**CUPLIKAN HALAMAN**

KABARBURSA.COM - Harga minyak mentah turun lebih dari USD2 per barel pada Senin, 25 November 2024 setelah laporan bahwa Israel dan Lebanon telah menyetujui kesepakatan gencatan senjata untuk mengakhiri konflik antara Israel dan Hezbollah. Informasi ini didasarkan pada sumber pejabat senior Amerika Serikat (AS) yang tidak disebutkan namanya.
Seperti dikutip dari Reuters, minyak mentah Brent turun USD2,16 atau 2,87 persen menjadi USD73,01 per barel, sementara minyak mentah AS West Texas Intermediate (WTI) turun USD2,30 atau 3,23 persen menjadi USD68,94 per barel.
Israel mengatakan sedang menuju gencatan senjata, tetapi masih ada isu-isu yang perlu diselesaikan. Di sisi lain, pejabat Lebanon menyambut baik perkembangan ini, meski menyatakan keraguannya terhadap Perdana Menteri Israel Benjamin Netanyahu.

**DATA YANG DITAMPILKAN**

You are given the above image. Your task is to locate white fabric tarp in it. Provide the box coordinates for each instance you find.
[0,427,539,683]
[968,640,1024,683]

**TUJUAN**
Lanjutkan berita tentang turunnya harga minyak mentah setelah kabar gencatan senjata Israel dan Lebanon, mulai sesudah kalimat terakhirnya.

**JAWABAN TERTULIS**
"Penurunan harga tampaknya dipicu oleh berita gencatan senjata antara Israel dan Lebanon, meskipun konflik tersebut tidak mengganggu pasokan minyak, dan premi risiko pada minyak sudah rendah sebelum penurunan harga terbaru," kata Giovanni Staunovo dari UBS.
Pasar minyak terus bergejolak karena kekhawatiran tentang gangguan pasokan. Phil Flynn, analis senior dari Price Futures Group, mengatakan, “Laporan bahwa Netanyahu menyetujui gencatan senjata dengan Lebanon bisa menjadi faktor penurunan harga, tetapi kita masih harus menunggu detail lebih lanjut. Pekan lalu, dunia dikejutkan oleh peluncuran rudal hipersonik Rusia ke Ukraina.”
Pekan lalu, baik Brent maupun WTI mencatat kenaikan mingguan terbesar sejak akhir September, mencapai level penutupan tertinggi sejak 7 November. Hal ini terjadi setelah Rusia meluncurkan rudal hipersonik ke Ukraina sebagai peringatan kepada AS dan Inggris, menyusul serangan Ukraina terhadap Rusia dengan senjata buatan AS dan Inggris.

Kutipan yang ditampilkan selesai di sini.